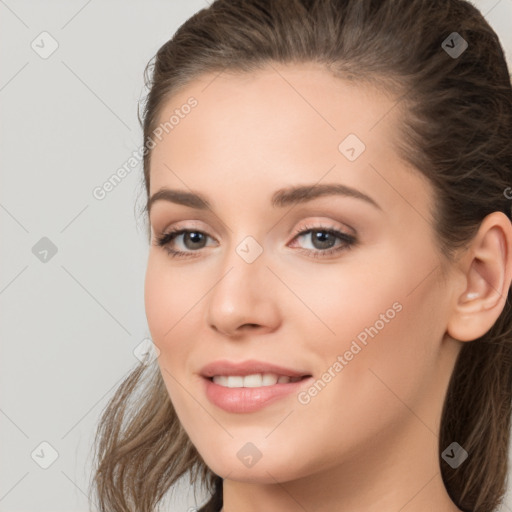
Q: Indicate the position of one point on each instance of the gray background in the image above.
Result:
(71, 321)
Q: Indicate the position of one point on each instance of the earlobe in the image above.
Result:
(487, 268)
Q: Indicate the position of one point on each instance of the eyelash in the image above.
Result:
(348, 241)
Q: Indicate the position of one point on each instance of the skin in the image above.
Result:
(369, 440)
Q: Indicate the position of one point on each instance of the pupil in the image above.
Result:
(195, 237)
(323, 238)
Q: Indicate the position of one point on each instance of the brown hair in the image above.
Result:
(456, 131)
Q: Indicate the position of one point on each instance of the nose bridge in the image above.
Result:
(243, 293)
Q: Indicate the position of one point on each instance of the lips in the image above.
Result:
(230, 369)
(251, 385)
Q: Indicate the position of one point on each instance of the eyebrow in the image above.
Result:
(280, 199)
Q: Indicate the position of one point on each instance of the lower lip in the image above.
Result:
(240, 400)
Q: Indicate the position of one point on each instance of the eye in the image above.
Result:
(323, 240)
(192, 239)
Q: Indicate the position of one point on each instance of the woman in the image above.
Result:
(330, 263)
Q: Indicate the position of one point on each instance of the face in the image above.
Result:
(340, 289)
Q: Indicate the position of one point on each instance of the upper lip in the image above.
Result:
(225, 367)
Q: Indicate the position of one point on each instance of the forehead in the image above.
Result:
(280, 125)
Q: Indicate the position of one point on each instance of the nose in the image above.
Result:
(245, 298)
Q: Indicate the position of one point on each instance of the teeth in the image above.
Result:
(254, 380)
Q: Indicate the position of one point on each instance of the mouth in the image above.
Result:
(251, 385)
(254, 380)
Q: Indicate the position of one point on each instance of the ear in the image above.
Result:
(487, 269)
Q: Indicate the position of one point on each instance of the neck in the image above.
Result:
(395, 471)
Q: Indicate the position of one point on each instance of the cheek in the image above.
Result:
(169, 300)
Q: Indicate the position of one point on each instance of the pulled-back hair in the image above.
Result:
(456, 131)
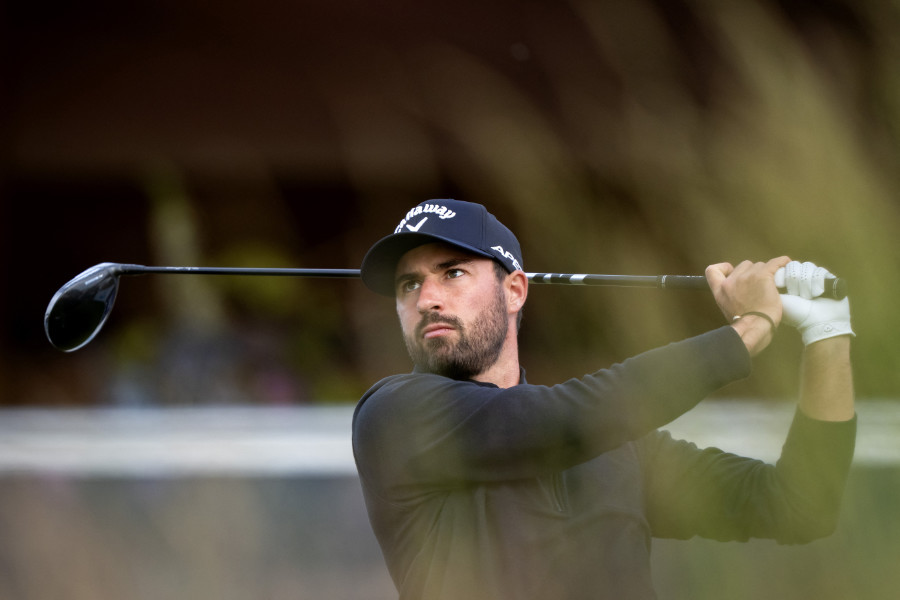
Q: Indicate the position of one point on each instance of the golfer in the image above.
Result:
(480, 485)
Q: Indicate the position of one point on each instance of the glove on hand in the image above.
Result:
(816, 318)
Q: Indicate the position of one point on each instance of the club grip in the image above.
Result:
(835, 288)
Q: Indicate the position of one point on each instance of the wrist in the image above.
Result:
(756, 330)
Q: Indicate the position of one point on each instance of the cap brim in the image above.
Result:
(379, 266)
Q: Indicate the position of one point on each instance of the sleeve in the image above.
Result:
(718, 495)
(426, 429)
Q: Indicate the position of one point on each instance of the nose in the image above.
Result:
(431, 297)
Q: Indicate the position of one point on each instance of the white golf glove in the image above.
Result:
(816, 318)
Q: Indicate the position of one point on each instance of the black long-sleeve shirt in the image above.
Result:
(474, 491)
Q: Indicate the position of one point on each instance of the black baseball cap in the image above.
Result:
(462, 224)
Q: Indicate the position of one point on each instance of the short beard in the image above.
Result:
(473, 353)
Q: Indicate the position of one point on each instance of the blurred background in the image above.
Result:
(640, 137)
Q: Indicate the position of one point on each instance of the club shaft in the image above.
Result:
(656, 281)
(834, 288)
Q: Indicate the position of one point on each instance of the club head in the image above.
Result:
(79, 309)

__________

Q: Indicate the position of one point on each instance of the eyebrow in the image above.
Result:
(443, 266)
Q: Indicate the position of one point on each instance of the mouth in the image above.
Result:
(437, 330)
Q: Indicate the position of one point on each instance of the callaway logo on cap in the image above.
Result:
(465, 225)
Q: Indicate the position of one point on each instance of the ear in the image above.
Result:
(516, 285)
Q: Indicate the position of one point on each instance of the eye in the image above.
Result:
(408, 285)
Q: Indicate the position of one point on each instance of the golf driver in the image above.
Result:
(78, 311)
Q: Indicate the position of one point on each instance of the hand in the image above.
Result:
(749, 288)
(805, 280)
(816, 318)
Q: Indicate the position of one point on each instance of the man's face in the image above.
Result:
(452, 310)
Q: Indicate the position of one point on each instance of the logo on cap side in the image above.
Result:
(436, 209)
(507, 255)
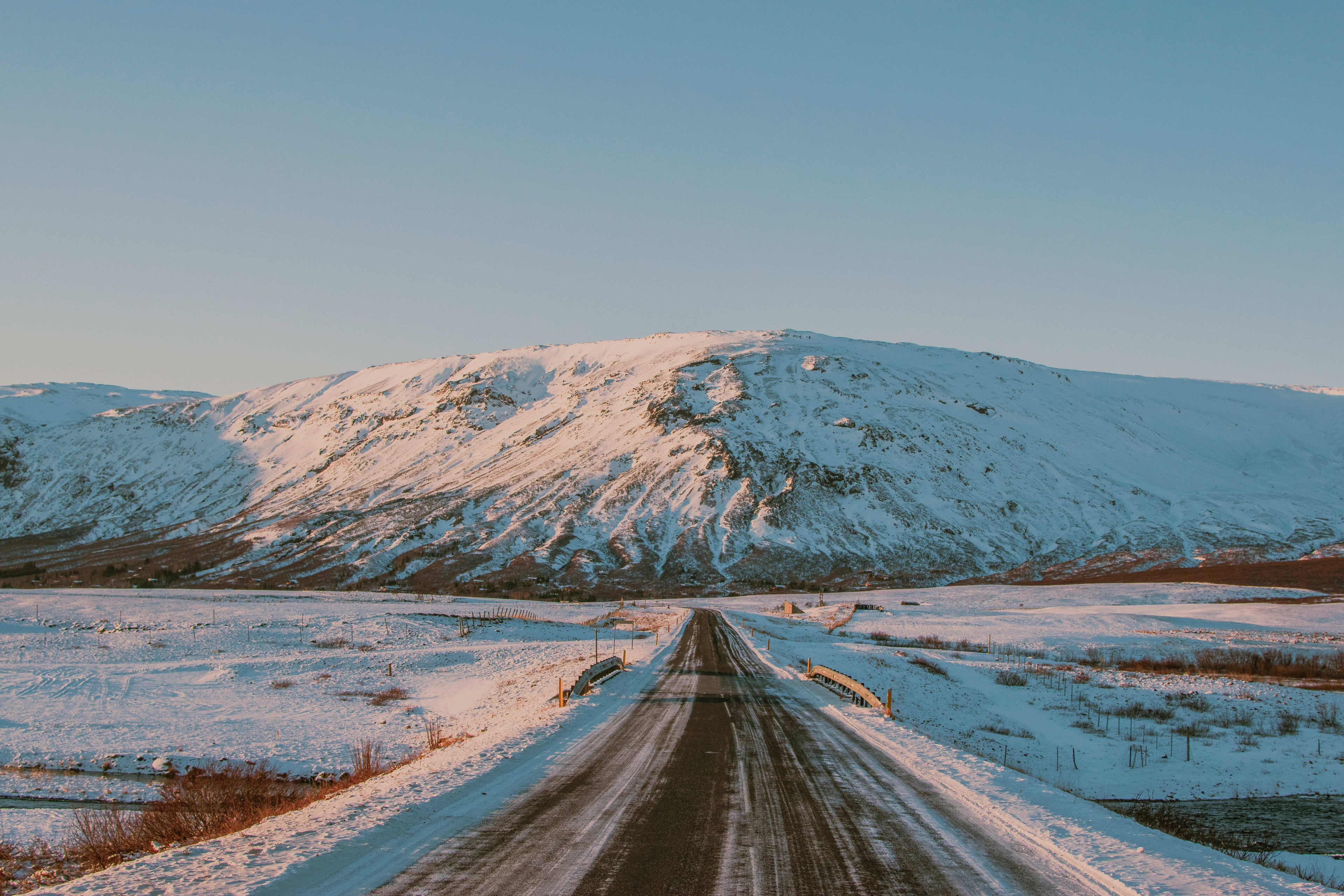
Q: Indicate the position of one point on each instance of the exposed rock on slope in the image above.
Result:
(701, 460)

__________

→ Your objective:
List each line of the records that contains the string "face". Uppercase and lowercase letters count as different.

→ Written answer:
Q: Indicate the position of one point on each instance of the face in the image above.
Q: Indicate the position of one point on each instance of the man's face in the image above.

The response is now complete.